Tasks for this exercise:
[A] Return the portion of the excerpt on why victims return to abusive partners starting at "Similarly to how" and ending at "pushing them back.".
[B] In the excerpt on why victims return to abusive partners, what threats are common when someone attempts to leave an abusive partner with whom they share children?
[C] Continue the excerpt on why victims return to abusive partners from where it stops.

Selected excerpt:
----------
With no money stashed away, shaky employment prospects, and a mountain of debt, the economics of permanently separating are virtually impossible. Out of desperation and concern for basic survival, many victims return at least temporarily to their abuser. Sadly, some endure continued abuse just to keep a roof over their head.

External Pressure

Similarly to how abusive partners isolate victims from support systems that could help them leave, they also manipulate the people close to the victim to encourage their return. Abusers often put on a charming, helpful facade in public. Allies who only witness this Dr. Jekyll side have a hard time believing reports of abuse. Further charming manipulations and lies by the abuser can turn family and friends against the victim, pushing them back.

Victims also face pressure from cultural expectations and norms. Many cling to the hope of keeping their nuclear family intact, especially if children are involved. Religious institutions and family members often discourage divorce and separation. Victims who lack financial independence rely heavily on their partner for economic survival. These external pressures compound psychological reasons for returning.

Children

When children are part of a toxic relationship dynamic, leaving becomes much more complicated. Most parents want to keep their children’s family intact for stability and economic reasons. However, domestic violence and toxicity in a family often harms children even if not directly targeted at them. Witnessing abuse of a parent can cause lasting psychological damage to a child.

Yet when attempting to leave an abusive partner, threats of losing child custody or kidnapping children are common. Abusive partners will promise change and weaponize children’s emotional attachment to manipulate the other parent into reconciliation. Allowing continued access to the children is often the lesser evil compared to losing them entirely.

Sunk Cost Fallacy

The sunk cost fallacy describes the tendency for people to continue investing time, money, and effort into something after substantial investment even when future gain is unlikely. Years or decades spent together cause many toxic partners to stay together even when unhappy. Starting completely over with someone new can feel overwhelming when so much has already been put into the existing relationship.

People think about the investments made and sacrifices given in support of the relationship. This creates a cognitive bias favoring staying over leaving the known entity. Partners hold onto the distant hope that with more investment and sacrifice from both, the relationship can transform into something healthy and fulfilling.
----------
Natural language region descriptions:
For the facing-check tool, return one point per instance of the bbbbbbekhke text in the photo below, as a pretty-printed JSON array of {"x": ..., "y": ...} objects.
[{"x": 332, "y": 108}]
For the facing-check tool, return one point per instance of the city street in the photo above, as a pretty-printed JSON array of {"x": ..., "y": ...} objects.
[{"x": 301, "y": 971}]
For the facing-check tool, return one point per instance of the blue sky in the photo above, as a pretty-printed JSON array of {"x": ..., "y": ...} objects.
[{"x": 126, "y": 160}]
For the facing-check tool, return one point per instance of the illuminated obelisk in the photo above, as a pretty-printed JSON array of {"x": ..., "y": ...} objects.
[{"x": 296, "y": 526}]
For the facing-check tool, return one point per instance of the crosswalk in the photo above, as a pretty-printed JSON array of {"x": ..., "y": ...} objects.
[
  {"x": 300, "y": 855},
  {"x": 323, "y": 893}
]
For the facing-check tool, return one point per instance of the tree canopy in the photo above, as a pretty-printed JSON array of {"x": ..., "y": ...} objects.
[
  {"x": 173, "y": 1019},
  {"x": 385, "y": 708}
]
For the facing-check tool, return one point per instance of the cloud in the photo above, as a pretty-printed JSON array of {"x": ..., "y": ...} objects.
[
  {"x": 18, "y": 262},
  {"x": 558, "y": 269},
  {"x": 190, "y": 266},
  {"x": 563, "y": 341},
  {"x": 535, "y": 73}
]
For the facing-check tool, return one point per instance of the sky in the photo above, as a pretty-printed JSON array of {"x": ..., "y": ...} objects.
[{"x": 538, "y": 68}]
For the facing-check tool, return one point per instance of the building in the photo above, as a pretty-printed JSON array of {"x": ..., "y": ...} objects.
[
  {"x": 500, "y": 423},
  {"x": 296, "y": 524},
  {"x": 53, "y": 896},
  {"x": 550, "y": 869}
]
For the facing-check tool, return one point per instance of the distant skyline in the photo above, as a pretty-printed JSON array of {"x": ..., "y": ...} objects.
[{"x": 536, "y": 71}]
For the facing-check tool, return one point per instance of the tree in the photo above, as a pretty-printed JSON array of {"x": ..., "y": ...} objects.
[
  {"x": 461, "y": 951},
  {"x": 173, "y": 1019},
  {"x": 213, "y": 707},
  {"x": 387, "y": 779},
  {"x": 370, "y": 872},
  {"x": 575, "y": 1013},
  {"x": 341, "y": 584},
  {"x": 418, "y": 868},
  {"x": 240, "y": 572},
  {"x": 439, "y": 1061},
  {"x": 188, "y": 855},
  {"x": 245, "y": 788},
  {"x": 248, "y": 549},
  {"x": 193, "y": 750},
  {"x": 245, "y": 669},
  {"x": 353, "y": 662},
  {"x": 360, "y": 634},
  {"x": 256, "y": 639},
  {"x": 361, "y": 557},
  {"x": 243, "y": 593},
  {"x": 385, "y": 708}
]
----------
Outputs in order:
[A]
Similarly to how abusive partners isolate victims from support systems that could help them leave, they also manipulate the people close to the victim to encourage their return. Abusers often put on a charming, helpful facade in public. Allies who only witness this Dr. Jekyll side have a hard time believing reports of abuse. Further charming manipulations and lies by the abuser can turn family and friends against the victim, pushing them back.

[B] Threats of losing child custody or of the children being kidnapped.

[C]
Positivity Bias

Positivity bias describes the tendency for negative memories and events to fade faster than positive ones. Looking back, people more vividly recall the pleasant moments of even toxic relationships. The painful conflicts, turmoil, fear, disappointment, and abuse become muddled. This psychological phenomenon helps explain why people return seeking to recapture what they remember as the “good times.”

Through the lens of positivity bias, people let go of past hurts more easily. They have trouble remembering all the reasons and circumstances under which they needed to leave originally. Favorable memories make them doubt whether the relationship was really so bad or wonder if it could be good again.

Conclusion

Ending a toxic relationship takes tremendous courage, resilience, and support. It is not a matter of just deciding to walk away, but overcoming numerous psychological and external barriers hindering escape. People return to toxic relationships for so many valid reasons: fear, guilt, isolation, illness, trauma bonding, financial insecurity, manipulation, and more.

Judging those who go back only serves to shame victims, potentially keeping them trapped. With empathy, emotional support, and access to resources, many find the strength to break free permanently. For most, fully untangling oneself from toxicity is a process that happens in fits and starts before achieving full freedom. Meeting victims with compassion gives them hope for finding healthy relationships and lasting happiness.